» Passage given
+ + +

A Survey of Semantic Search and Retrieval Approaches for Persian and Arabic Texts

Document Type : Original Article

Author

Assistant Professor, Information Dissemination and Knowledge Exchange, Islamic Sciences and Culture Academy, Qom, Iran

10.22091/stim.2024.10402.2067

Abstract

Purpose: In recent decades, web search engines have become one of the most prominent and essential tools for accessing information in today's interconnected world. With the increasing volume of information available on the web, the demand for locating and accessing relevant and meaningful information has also risen. Traditional search engines typically retrieve results based on keyword matching and the number of similar entries in the texts. This method often leads to undesirable and irrelevant results. These problems are even more pronounced in Persian and Arabic due to the complex grammar of these languages, which is not machine-readable. The aim of this research is to review and present solutions for semantic search and retrieval of Persian and Arabic texts.
Method: This research is a content analysis study, and the library method was used to collect data. To collect information and access the required resources, various sources were used, including scientific articles, books, theses, and reports. For collecting Persian articles, sources, and for collecting English articles, sources with publication dates from 2020 onwards were used.
The content analysis method was utilized to analyze the collected data. By employing data analysis and interpretation methods, the results of previous studies were reviewed and evaluated alongside the new findings of the research. This evaluation involved identifying the issues and constraints of current semantic search engines and offering suggestions for enhancement.

+ + +

» Records provided

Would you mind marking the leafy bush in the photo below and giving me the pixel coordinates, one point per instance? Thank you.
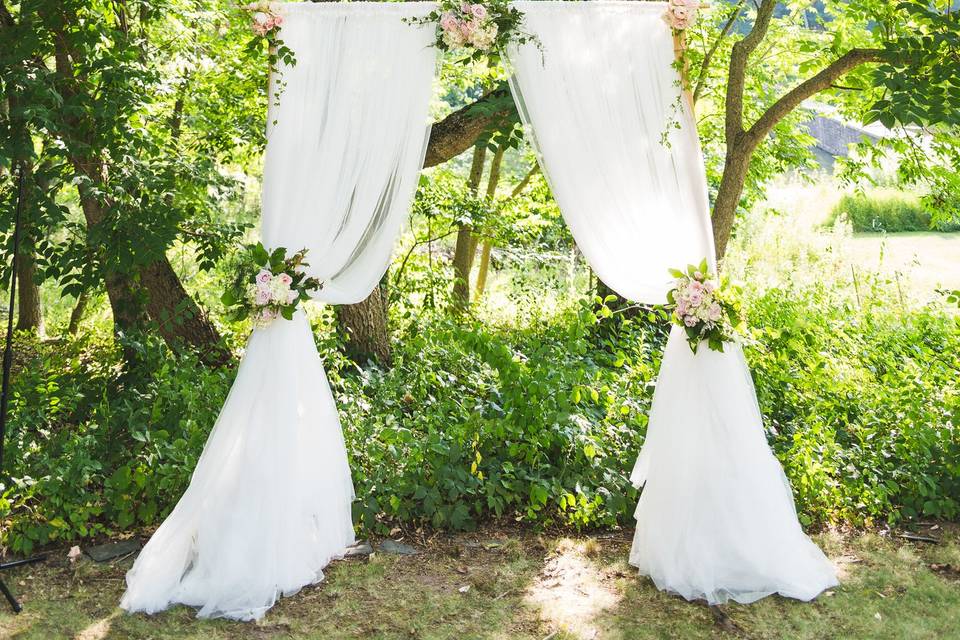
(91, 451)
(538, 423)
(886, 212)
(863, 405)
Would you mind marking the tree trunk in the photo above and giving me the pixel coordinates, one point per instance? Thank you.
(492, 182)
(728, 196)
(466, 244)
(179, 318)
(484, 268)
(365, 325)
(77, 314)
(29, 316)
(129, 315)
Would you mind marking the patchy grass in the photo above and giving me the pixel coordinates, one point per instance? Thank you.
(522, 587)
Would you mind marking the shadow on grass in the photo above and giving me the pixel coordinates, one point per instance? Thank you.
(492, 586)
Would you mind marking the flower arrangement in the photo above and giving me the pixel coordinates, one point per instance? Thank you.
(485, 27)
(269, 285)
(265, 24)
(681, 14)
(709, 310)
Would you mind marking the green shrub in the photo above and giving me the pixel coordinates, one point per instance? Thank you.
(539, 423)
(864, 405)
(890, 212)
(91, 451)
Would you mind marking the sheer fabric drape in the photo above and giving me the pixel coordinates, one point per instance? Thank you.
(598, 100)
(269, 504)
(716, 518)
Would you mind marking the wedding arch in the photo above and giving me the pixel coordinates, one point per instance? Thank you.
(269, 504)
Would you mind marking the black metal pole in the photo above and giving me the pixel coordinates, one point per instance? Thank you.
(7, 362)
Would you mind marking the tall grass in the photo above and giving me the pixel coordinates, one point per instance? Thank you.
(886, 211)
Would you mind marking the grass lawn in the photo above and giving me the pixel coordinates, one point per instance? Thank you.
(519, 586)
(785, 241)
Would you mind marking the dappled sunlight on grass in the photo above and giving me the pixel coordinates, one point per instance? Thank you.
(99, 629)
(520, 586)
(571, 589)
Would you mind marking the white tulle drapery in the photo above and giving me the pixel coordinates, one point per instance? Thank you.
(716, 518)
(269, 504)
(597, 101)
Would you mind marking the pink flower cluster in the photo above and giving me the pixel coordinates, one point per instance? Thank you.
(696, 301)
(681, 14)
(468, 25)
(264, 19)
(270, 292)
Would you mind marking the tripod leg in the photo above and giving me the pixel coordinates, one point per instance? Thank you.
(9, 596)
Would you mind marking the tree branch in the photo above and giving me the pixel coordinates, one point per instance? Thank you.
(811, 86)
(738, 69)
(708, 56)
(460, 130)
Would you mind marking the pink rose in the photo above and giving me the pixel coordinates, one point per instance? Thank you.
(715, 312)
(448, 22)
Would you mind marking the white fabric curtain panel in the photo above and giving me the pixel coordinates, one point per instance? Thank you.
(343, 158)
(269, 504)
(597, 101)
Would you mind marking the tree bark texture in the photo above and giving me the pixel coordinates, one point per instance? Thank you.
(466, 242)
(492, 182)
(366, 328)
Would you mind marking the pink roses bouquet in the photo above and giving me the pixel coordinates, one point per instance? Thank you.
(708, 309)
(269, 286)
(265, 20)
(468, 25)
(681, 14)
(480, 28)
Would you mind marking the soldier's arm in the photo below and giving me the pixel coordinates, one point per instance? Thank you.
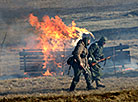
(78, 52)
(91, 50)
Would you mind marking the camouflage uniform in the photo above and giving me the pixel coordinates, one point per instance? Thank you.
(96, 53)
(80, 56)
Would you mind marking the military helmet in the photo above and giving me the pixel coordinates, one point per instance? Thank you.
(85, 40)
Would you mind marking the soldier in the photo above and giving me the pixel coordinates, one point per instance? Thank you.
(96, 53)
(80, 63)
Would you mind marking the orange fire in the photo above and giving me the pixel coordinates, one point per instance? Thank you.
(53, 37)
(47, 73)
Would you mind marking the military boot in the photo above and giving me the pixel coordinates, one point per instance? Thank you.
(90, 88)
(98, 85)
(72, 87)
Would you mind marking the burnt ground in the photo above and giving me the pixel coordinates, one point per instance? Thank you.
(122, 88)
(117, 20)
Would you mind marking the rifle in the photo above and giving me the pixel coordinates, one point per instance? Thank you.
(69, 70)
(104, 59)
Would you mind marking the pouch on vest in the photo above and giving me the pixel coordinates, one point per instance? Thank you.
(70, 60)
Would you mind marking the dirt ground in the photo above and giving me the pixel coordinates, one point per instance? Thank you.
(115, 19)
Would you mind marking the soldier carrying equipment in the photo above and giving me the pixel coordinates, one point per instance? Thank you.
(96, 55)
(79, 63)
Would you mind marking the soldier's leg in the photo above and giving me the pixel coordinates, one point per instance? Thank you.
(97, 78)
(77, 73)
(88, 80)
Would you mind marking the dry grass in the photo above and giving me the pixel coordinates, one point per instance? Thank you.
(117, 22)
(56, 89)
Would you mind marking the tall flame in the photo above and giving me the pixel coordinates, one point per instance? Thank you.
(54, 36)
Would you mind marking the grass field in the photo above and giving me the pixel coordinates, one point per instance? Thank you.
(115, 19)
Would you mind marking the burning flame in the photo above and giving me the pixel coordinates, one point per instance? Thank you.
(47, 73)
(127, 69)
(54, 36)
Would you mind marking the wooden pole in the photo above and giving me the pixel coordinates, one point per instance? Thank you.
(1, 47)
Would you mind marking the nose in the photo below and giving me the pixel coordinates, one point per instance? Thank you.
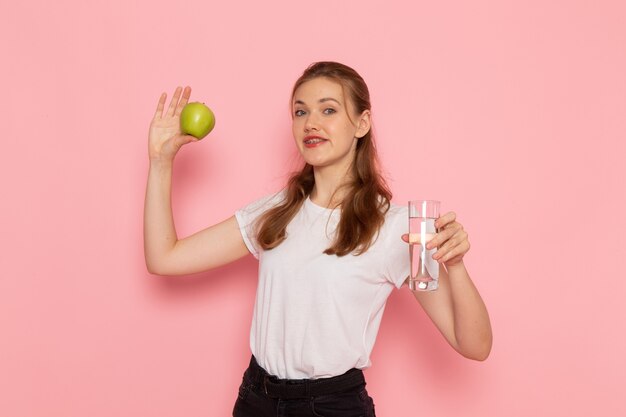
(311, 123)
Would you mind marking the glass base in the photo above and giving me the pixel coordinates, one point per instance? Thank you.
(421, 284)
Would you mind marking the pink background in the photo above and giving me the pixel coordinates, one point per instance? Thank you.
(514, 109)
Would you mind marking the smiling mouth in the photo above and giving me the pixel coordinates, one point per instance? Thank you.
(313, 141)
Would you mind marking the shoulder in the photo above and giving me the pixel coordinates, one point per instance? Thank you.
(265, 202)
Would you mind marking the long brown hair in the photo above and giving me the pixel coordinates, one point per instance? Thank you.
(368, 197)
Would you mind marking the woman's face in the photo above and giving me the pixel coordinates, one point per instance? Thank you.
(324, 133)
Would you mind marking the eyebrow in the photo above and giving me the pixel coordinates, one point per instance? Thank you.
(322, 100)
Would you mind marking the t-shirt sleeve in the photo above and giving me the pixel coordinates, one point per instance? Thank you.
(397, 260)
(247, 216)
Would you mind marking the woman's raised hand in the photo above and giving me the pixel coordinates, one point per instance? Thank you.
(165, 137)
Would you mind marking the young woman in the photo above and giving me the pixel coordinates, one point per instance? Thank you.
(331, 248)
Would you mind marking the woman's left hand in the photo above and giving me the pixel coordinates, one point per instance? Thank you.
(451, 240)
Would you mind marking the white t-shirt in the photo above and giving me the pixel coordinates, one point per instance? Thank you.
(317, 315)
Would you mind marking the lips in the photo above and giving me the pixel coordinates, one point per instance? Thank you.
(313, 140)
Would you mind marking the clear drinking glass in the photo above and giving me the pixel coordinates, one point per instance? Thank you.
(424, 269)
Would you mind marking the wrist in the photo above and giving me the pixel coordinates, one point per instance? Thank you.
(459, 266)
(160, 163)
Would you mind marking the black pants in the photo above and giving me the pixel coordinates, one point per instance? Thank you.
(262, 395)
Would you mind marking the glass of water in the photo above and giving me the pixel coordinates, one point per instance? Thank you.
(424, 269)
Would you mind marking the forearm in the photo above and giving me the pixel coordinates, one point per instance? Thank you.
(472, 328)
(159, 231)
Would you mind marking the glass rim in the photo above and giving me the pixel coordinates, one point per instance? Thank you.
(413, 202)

+ + +

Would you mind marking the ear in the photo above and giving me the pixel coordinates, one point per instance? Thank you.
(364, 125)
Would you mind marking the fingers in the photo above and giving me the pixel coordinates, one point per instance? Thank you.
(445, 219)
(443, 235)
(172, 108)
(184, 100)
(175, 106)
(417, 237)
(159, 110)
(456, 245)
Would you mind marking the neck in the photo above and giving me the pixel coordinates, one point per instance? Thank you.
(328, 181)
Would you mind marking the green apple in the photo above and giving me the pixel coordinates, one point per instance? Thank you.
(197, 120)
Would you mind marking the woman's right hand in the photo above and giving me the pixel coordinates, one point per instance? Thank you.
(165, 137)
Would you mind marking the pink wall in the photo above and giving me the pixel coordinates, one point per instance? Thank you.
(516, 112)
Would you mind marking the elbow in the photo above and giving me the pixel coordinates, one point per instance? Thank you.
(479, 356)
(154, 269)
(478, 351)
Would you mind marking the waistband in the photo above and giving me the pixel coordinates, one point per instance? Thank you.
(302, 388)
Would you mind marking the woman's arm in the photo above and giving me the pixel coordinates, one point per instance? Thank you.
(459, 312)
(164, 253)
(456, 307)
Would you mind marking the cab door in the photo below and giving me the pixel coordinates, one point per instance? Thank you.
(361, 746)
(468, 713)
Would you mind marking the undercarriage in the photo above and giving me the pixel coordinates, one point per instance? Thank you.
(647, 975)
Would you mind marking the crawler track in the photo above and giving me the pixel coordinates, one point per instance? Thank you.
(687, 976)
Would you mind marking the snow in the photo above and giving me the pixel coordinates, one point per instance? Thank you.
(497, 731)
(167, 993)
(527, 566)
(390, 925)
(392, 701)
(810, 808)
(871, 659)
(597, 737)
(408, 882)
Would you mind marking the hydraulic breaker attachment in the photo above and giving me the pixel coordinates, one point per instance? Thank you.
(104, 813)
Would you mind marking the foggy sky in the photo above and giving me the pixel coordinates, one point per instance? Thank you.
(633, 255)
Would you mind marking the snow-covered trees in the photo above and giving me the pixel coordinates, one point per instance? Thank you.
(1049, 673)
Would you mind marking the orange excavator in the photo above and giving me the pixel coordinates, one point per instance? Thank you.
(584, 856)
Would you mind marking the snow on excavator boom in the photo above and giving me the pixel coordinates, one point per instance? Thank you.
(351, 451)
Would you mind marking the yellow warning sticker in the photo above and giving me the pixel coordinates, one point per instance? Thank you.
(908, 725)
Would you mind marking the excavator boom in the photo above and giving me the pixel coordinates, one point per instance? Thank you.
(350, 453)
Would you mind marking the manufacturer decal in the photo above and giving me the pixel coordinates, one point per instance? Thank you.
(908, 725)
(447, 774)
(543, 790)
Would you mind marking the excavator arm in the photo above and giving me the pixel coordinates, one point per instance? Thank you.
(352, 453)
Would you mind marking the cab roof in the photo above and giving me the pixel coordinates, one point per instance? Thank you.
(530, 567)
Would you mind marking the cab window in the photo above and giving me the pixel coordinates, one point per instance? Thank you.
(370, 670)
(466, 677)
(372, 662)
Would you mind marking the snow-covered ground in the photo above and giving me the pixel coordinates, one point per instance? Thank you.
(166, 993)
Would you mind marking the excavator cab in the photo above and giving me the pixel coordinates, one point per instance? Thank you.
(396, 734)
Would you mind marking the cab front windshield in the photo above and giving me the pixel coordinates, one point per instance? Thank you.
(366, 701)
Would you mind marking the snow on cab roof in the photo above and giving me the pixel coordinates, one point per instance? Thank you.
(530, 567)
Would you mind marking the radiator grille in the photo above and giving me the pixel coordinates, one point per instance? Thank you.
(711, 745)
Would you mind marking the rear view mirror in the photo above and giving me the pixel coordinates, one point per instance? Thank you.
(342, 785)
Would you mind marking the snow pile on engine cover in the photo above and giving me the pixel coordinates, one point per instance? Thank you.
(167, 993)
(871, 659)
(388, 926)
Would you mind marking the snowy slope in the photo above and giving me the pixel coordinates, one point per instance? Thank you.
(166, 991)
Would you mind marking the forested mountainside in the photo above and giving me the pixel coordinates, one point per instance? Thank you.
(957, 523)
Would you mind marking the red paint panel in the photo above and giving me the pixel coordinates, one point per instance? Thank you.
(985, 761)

+ + +

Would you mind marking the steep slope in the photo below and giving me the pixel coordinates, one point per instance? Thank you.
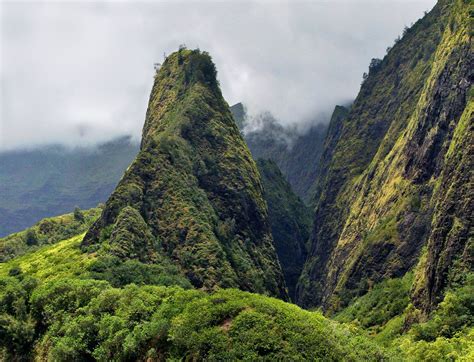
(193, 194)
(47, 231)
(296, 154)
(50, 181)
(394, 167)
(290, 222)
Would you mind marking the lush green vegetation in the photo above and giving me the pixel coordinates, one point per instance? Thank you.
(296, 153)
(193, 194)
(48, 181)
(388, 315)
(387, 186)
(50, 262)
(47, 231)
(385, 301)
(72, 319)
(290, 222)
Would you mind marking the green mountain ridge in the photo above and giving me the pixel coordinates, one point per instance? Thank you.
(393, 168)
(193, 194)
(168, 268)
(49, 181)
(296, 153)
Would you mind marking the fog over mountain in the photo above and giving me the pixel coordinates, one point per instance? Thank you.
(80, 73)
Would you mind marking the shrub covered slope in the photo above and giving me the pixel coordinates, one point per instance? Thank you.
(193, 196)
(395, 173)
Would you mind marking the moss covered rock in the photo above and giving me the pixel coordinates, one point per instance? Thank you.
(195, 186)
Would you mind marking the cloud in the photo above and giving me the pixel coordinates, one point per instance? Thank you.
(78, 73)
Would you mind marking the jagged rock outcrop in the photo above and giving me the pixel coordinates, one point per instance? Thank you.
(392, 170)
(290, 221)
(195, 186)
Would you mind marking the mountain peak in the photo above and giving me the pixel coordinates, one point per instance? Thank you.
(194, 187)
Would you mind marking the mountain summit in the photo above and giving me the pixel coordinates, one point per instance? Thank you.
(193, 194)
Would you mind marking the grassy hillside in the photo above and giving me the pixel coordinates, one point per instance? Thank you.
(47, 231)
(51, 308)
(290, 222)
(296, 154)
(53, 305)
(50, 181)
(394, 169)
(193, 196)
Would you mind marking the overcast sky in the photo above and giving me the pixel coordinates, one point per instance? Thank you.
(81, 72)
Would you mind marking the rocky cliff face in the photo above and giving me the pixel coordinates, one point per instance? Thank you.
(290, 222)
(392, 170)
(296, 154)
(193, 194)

+ + +

» The exercise
In the abstract on semantic search for Persian and Arabic texts, what method was used to collect data?

» Completed exercise
The library method.